| What needs to be done |
How many lines in the records below contain the word "crew"? Reply with the number alone.

| Exercise material |
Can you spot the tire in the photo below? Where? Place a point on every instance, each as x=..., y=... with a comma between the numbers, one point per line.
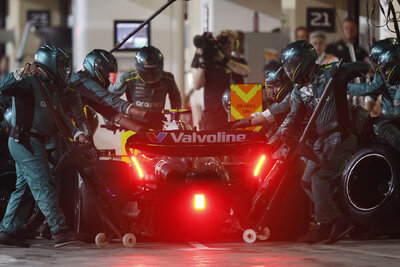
x=370, y=188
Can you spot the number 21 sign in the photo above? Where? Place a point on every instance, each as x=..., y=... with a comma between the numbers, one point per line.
x=321, y=19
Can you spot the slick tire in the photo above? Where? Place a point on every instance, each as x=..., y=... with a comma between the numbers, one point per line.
x=370, y=188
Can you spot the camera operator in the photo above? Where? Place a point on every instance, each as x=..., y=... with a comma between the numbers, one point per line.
x=215, y=70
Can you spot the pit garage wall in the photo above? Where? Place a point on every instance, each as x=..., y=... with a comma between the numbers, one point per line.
x=16, y=20
x=93, y=28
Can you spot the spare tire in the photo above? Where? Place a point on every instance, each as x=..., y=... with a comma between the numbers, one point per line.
x=371, y=188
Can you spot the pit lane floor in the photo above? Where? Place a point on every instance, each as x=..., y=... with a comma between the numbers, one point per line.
x=344, y=253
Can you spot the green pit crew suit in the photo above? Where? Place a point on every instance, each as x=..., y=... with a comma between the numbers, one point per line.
x=385, y=128
x=149, y=96
x=335, y=142
x=32, y=123
x=109, y=105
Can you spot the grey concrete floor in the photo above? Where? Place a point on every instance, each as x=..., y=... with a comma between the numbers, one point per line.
x=344, y=253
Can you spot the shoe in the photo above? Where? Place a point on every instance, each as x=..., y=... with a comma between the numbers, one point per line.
x=13, y=240
x=320, y=233
x=340, y=228
x=65, y=237
x=45, y=232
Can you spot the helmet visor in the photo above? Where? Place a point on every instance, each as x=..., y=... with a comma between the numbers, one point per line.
x=113, y=77
x=151, y=75
x=292, y=67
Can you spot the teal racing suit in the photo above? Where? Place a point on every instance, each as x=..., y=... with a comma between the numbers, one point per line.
x=148, y=96
x=32, y=123
x=109, y=105
x=335, y=142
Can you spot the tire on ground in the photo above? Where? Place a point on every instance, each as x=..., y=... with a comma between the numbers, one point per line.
x=370, y=188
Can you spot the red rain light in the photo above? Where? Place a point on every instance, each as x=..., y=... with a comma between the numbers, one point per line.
x=137, y=166
x=199, y=202
x=113, y=77
x=259, y=165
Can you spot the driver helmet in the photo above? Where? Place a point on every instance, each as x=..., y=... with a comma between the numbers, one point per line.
x=298, y=58
x=102, y=66
x=55, y=61
x=389, y=64
x=149, y=64
x=378, y=47
x=277, y=83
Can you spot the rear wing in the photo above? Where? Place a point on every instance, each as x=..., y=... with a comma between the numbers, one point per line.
x=197, y=143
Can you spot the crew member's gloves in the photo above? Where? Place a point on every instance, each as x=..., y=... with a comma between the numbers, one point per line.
x=82, y=139
x=242, y=123
x=151, y=116
x=285, y=135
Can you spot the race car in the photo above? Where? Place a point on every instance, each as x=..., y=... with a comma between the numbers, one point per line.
x=180, y=183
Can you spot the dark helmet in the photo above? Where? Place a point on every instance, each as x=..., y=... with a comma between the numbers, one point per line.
x=298, y=58
x=226, y=100
x=101, y=66
x=149, y=64
x=389, y=64
x=379, y=47
x=55, y=61
x=277, y=83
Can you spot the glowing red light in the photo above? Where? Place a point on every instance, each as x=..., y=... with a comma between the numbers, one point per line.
x=259, y=165
x=199, y=202
x=137, y=166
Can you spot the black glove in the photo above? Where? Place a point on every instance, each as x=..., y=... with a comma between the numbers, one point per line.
x=242, y=123
x=151, y=116
x=335, y=72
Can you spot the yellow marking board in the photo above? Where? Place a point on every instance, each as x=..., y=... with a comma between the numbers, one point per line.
x=246, y=99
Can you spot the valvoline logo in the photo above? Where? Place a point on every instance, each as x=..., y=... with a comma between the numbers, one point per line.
x=198, y=138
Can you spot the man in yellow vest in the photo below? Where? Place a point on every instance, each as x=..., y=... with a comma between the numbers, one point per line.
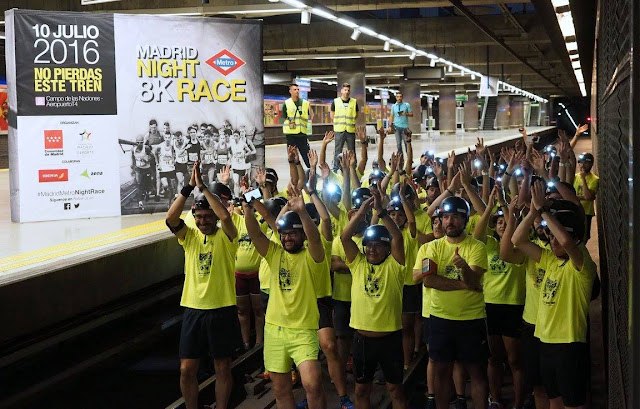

| Exercise result |
2